» EXERCISE PROMPT
Output every entry exactly as written.
— start of INFORMATION GIVEN —
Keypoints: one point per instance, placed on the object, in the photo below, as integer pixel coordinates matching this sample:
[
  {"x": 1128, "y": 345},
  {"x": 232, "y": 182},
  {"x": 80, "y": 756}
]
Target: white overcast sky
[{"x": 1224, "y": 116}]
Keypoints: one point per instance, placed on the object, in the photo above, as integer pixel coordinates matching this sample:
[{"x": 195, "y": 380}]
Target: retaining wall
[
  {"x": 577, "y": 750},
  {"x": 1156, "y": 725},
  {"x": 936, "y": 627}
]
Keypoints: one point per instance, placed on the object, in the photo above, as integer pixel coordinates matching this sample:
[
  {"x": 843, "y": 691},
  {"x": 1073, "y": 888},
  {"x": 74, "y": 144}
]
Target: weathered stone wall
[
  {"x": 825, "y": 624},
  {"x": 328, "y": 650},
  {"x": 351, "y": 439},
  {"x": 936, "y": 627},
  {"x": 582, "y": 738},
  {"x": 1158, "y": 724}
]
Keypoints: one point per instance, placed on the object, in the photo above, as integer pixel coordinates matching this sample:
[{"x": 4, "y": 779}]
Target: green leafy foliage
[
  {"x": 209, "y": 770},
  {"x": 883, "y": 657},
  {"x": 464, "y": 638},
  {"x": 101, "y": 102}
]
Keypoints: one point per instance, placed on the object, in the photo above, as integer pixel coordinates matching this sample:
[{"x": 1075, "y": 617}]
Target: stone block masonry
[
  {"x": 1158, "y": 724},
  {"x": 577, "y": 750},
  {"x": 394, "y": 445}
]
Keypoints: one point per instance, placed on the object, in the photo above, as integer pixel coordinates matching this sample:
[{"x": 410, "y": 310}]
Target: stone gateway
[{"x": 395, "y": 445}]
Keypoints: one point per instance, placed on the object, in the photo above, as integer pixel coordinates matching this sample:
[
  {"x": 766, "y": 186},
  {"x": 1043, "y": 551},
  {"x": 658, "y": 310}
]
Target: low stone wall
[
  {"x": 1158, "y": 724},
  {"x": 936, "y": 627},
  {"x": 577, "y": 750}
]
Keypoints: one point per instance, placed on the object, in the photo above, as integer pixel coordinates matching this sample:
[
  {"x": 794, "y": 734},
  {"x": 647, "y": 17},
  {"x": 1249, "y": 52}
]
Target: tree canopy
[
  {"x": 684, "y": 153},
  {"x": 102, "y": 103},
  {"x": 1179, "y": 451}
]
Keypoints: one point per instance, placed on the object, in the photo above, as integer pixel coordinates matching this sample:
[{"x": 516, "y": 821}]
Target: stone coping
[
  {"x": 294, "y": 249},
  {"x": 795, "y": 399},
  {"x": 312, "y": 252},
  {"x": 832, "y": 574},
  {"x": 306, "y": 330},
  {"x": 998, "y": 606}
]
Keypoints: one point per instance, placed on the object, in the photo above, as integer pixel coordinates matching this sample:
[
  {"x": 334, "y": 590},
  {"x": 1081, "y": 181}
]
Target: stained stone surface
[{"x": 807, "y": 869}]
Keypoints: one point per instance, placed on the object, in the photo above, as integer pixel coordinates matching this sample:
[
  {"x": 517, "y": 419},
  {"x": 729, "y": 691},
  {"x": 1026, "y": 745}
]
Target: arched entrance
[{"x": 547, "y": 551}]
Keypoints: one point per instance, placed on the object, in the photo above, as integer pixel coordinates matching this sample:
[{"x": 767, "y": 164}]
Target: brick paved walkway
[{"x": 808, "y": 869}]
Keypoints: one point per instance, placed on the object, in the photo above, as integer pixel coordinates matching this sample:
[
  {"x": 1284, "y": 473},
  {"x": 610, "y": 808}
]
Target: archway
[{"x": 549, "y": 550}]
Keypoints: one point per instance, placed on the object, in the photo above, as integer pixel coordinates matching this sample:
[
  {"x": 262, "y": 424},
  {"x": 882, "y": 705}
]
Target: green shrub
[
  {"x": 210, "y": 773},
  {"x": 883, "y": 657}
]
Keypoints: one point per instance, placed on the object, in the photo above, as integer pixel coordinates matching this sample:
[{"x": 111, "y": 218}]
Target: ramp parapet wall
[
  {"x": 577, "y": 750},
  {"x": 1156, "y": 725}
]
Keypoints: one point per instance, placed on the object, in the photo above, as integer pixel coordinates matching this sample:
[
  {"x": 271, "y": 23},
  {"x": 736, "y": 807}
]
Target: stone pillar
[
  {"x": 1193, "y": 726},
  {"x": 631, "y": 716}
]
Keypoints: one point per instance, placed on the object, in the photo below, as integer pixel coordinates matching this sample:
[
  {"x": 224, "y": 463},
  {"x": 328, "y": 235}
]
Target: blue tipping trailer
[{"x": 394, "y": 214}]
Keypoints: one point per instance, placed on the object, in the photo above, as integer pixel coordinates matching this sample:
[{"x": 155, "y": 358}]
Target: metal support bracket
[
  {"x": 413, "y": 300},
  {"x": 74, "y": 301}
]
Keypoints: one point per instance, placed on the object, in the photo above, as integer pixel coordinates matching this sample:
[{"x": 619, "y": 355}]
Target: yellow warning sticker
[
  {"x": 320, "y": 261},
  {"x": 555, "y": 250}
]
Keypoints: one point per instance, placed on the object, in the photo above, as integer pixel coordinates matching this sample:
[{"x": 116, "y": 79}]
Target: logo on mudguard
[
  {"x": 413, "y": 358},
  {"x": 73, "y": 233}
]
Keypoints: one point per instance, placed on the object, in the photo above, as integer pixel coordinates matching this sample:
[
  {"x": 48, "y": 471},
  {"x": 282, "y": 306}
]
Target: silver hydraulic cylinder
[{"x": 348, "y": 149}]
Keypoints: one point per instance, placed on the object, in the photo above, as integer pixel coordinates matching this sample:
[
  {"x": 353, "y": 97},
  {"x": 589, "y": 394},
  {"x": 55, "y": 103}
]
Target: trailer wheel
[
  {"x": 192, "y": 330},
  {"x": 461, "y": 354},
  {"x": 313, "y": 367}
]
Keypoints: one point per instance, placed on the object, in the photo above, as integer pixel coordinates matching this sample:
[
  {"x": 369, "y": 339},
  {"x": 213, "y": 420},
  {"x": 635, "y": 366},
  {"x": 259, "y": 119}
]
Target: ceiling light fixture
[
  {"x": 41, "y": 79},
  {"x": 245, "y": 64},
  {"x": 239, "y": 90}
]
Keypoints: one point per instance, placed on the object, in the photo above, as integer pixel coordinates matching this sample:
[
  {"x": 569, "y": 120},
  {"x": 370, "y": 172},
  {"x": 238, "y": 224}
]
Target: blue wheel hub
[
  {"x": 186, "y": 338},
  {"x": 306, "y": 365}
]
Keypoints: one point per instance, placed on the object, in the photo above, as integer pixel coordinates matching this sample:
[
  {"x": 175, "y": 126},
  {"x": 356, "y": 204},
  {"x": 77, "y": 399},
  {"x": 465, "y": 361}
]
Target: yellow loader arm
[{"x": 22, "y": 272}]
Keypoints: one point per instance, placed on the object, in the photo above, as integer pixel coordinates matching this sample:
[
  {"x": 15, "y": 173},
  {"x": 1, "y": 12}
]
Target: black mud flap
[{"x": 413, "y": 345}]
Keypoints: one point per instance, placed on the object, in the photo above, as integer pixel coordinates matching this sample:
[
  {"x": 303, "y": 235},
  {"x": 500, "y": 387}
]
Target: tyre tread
— end of INFORMATION GIVEN —
» TASK SOLUTION
Keypoints: one point per instance, placed on the object, in the photo below, as integer pixel coordinates matching this sample:
[
  {"x": 1128, "y": 345},
  {"x": 232, "y": 182},
  {"x": 80, "y": 756}
]
Target: white overcast sky
[{"x": 1224, "y": 116}]
Keypoints: one point per instance, placed on the object, in the photo above, as integer pixel coordinates matching this sample:
[{"x": 195, "y": 380}]
Target: retaining wall
[
  {"x": 577, "y": 750},
  {"x": 1156, "y": 725},
  {"x": 936, "y": 627}
]
Keypoints: one point per instance, placed on the object, in the photo above, as integer pixel coordinates matching this sample:
[
  {"x": 843, "y": 691},
  {"x": 1073, "y": 888},
  {"x": 74, "y": 144}
]
Target: weathered stone wall
[
  {"x": 825, "y": 624},
  {"x": 328, "y": 650},
  {"x": 351, "y": 439},
  {"x": 936, "y": 627},
  {"x": 582, "y": 738},
  {"x": 1158, "y": 724}
]
Keypoints: one point per instance, placed on the object, in the photo above, as integer pixel coordinates matching this sample:
[{"x": 4, "y": 779}]
Target: green leafy foliage
[
  {"x": 209, "y": 770},
  {"x": 883, "y": 657},
  {"x": 464, "y": 638},
  {"x": 101, "y": 102}
]
Keypoints: one point per instance, placed on the object, in the photo above, as integer pixel coordinates matching this sample:
[{"x": 1075, "y": 617}]
Target: stone block masonry
[
  {"x": 1158, "y": 724},
  {"x": 577, "y": 750},
  {"x": 394, "y": 445}
]
Keypoints: one point per instance, placed on the object, in the photo above, as integer pixel coordinates matching this sample:
[{"x": 410, "y": 310}]
Target: stone gateway
[{"x": 395, "y": 445}]
Keypoints: one point per instance, placed on the object, in the photo above, as integer pixel coordinates matching this sample:
[
  {"x": 766, "y": 186},
  {"x": 1043, "y": 551},
  {"x": 658, "y": 310}
]
Target: low stone wall
[
  {"x": 1158, "y": 724},
  {"x": 936, "y": 627},
  {"x": 577, "y": 750}
]
Keypoints: one point per instance, placed on the object, in the photo above, as integer pixel coordinates matching this sample:
[
  {"x": 794, "y": 734},
  {"x": 647, "y": 17},
  {"x": 1249, "y": 52}
]
Target: tree canopy
[
  {"x": 684, "y": 153},
  {"x": 102, "y": 103},
  {"x": 1179, "y": 451}
]
Keypoints: one point per instance, placed on the object, in the photo above, as integer pixel coordinates matching this sample:
[{"x": 516, "y": 821}]
Target: stone coping
[
  {"x": 294, "y": 249},
  {"x": 795, "y": 399},
  {"x": 312, "y": 252},
  {"x": 832, "y": 574},
  {"x": 306, "y": 330},
  {"x": 998, "y": 606}
]
Keypoints: one point per instance, placed on the object, in the photo above, as integer pixel coordinates matching this sample:
[
  {"x": 334, "y": 590},
  {"x": 1081, "y": 181}
]
Target: stained stone surface
[{"x": 807, "y": 869}]
Keypoints: one point per instance, placed on the object, in the photo above, as integer pixel coordinates matching this sample:
[
  {"x": 517, "y": 419},
  {"x": 729, "y": 691},
  {"x": 1026, "y": 745}
]
Target: arched entrance
[{"x": 547, "y": 551}]
Keypoints: one point per instance, placed on the object, in the photo above, as integer pixel coordinates matching this sample:
[{"x": 767, "y": 164}]
Target: brick paved walkway
[{"x": 808, "y": 869}]
Keypoints: one point per instance, placed on the object, in the photo above, as integer pixel coordinates matching this sample:
[
  {"x": 1284, "y": 473},
  {"x": 610, "y": 808}
]
Target: archway
[{"x": 549, "y": 550}]
Keypoints: one point per instance, placed on the object, in the photo above, as integer pixel coordinates matching this sample:
[
  {"x": 262, "y": 424},
  {"x": 882, "y": 705}
]
Target: green shrub
[
  {"x": 210, "y": 773},
  {"x": 883, "y": 657}
]
Keypoints: one point per instance, placed on the object, in the photo above, as integer pixel coordinates matching this sample:
[{"x": 111, "y": 218}]
Target: ramp parapet wall
[
  {"x": 577, "y": 750},
  {"x": 1156, "y": 725}
]
Keypoints: one point per instance, placed on the object, in the photo above, as integer pixel coordinates matching this sample:
[
  {"x": 271, "y": 23},
  {"x": 736, "y": 807}
]
Target: stone pillar
[
  {"x": 1193, "y": 726},
  {"x": 631, "y": 716}
]
Keypoints: one point per instance, placed on the object, in the photo below, as integer pixel coordinates matching this sample:
[
  {"x": 224, "y": 463},
  {"x": 328, "y": 235}
]
Target: blue tipping trailer
[{"x": 394, "y": 214}]
Keypoints: one point per instance, placed on the object, in the photo above, as integer pixel coordinates matching this sample:
[{"x": 155, "y": 358}]
Target: metal support bracket
[
  {"x": 413, "y": 300},
  {"x": 74, "y": 301}
]
Keypoints: one point per instance, placed on the object, in the photo above, as integer pixel coordinates matching this sample:
[{"x": 619, "y": 355}]
Target: yellow warning sticker
[
  {"x": 320, "y": 261},
  {"x": 555, "y": 250}
]
Keypoints: one point per instance, placed on the object, in the photo above, as integer pixel coordinates matching this sample:
[{"x": 116, "y": 79}]
Target: logo on mudguard
[
  {"x": 413, "y": 358},
  {"x": 73, "y": 233}
]
Keypoints: one point per instance, placed on the object, in the photo above, as integer pixel coordinates matching this sample:
[
  {"x": 48, "y": 471},
  {"x": 282, "y": 306}
]
Target: silver hydraulic cylinder
[{"x": 348, "y": 149}]
Keypoints: one point per instance, placed on the object, in the photo above, as integer pixel coordinates matching this sample:
[
  {"x": 353, "y": 97},
  {"x": 589, "y": 394},
  {"x": 55, "y": 103}
]
Target: trailer wheel
[
  {"x": 192, "y": 330},
  {"x": 461, "y": 354},
  {"x": 313, "y": 367}
]
Keypoints: one point per instance, placed on the object, in the photo above, as integer pixel coordinates matching this sample:
[
  {"x": 369, "y": 339},
  {"x": 213, "y": 420},
  {"x": 635, "y": 366},
  {"x": 259, "y": 119}
]
Target: ceiling light fixture
[
  {"x": 41, "y": 79},
  {"x": 245, "y": 64},
  {"x": 239, "y": 90}
]
Keypoints: one point per instance, placed on the object, in the photo above, as integer pixel coordinates matching this sample:
[
  {"x": 569, "y": 120},
  {"x": 370, "y": 172},
  {"x": 238, "y": 224}
]
Target: blue wheel hub
[
  {"x": 186, "y": 338},
  {"x": 306, "y": 365}
]
Keypoints: one point per instance, placed on the object, in the photo above, as integer pixel coordinates matching this sample:
[
  {"x": 175, "y": 126},
  {"x": 356, "y": 204},
  {"x": 77, "y": 399},
  {"x": 465, "y": 361}
]
Target: yellow loader arm
[{"x": 22, "y": 272}]
Keypoints: one point per instance, placed on the object, in the photo above, as integer pixel coordinates matching this sample:
[
  {"x": 15, "y": 173},
  {"x": 1, "y": 12}
]
Target: black mud flap
[{"x": 413, "y": 345}]
Keypoints: one point per instance, placed on the object, in the photo above, as integer pixel coordinates matching this sample:
[
  {"x": 303, "y": 235},
  {"x": 500, "y": 387}
]
Target: tyre tread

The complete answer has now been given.